## Source material
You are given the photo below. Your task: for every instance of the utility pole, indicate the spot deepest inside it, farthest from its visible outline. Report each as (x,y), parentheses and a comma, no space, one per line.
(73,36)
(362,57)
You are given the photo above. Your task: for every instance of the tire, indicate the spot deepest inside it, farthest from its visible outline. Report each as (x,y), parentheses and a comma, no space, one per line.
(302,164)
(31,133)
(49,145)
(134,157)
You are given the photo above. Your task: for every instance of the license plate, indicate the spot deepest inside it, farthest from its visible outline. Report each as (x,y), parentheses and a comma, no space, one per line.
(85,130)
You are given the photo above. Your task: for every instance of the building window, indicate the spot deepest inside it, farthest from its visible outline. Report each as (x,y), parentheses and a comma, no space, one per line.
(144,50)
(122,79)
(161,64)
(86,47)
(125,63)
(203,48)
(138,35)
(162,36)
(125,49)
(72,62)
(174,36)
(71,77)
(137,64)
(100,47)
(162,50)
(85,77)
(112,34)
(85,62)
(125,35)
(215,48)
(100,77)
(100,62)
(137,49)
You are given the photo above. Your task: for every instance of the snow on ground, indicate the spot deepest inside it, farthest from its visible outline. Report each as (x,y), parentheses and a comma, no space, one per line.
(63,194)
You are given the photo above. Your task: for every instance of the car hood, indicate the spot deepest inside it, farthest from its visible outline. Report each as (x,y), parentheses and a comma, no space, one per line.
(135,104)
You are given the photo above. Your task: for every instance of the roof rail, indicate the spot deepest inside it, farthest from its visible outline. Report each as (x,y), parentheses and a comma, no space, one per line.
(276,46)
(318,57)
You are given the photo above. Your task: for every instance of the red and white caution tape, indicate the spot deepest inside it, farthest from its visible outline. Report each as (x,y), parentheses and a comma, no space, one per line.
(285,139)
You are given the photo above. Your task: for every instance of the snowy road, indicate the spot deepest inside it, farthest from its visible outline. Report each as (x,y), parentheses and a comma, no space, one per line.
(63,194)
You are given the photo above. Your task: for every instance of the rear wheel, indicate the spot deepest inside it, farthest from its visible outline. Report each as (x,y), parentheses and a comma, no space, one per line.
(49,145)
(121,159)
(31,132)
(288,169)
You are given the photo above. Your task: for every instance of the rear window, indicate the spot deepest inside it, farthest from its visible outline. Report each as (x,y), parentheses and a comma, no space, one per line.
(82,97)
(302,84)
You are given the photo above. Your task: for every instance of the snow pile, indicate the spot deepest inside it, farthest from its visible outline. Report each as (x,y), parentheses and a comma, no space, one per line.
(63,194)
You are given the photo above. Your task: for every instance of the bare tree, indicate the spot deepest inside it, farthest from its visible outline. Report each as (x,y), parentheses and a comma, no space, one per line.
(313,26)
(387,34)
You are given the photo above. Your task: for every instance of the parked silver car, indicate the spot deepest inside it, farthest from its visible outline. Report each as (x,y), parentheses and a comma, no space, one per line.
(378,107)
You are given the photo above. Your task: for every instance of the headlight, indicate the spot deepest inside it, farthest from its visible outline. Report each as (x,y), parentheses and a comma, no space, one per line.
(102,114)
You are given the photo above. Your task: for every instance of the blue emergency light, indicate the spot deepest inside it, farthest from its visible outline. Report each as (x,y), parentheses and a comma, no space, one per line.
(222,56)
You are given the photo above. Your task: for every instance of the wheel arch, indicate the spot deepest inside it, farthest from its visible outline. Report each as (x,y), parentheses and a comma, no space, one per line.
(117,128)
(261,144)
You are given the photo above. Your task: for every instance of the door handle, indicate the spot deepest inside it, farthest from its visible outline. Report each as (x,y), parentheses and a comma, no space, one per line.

## Goal
Extract exactly the lines between the line containing "of the blue" and the end of the data, including both.

## Result of the task
You are given the photo above. Your task: for every instance of the blue emergency light, indicate the spot deepest inside it, farthest from its visible outline. Report each as (x,y), parentheses and a comma, no space, one per line.
(222,56)
You are given the photo above. Your task: for every instance of the wheel arch, indicate the spot deepest inside it, farthest from its visible outline. Report each as (x,y), parentheses and a comma, no space, one per line.
(117,128)
(261,144)
You are given the photo above. Your task: for every instance of the door handle, indicate the spot deepest inside it, farthest from its visible outline. Report each as (x,y), parentheses and a comma, no space, one per line.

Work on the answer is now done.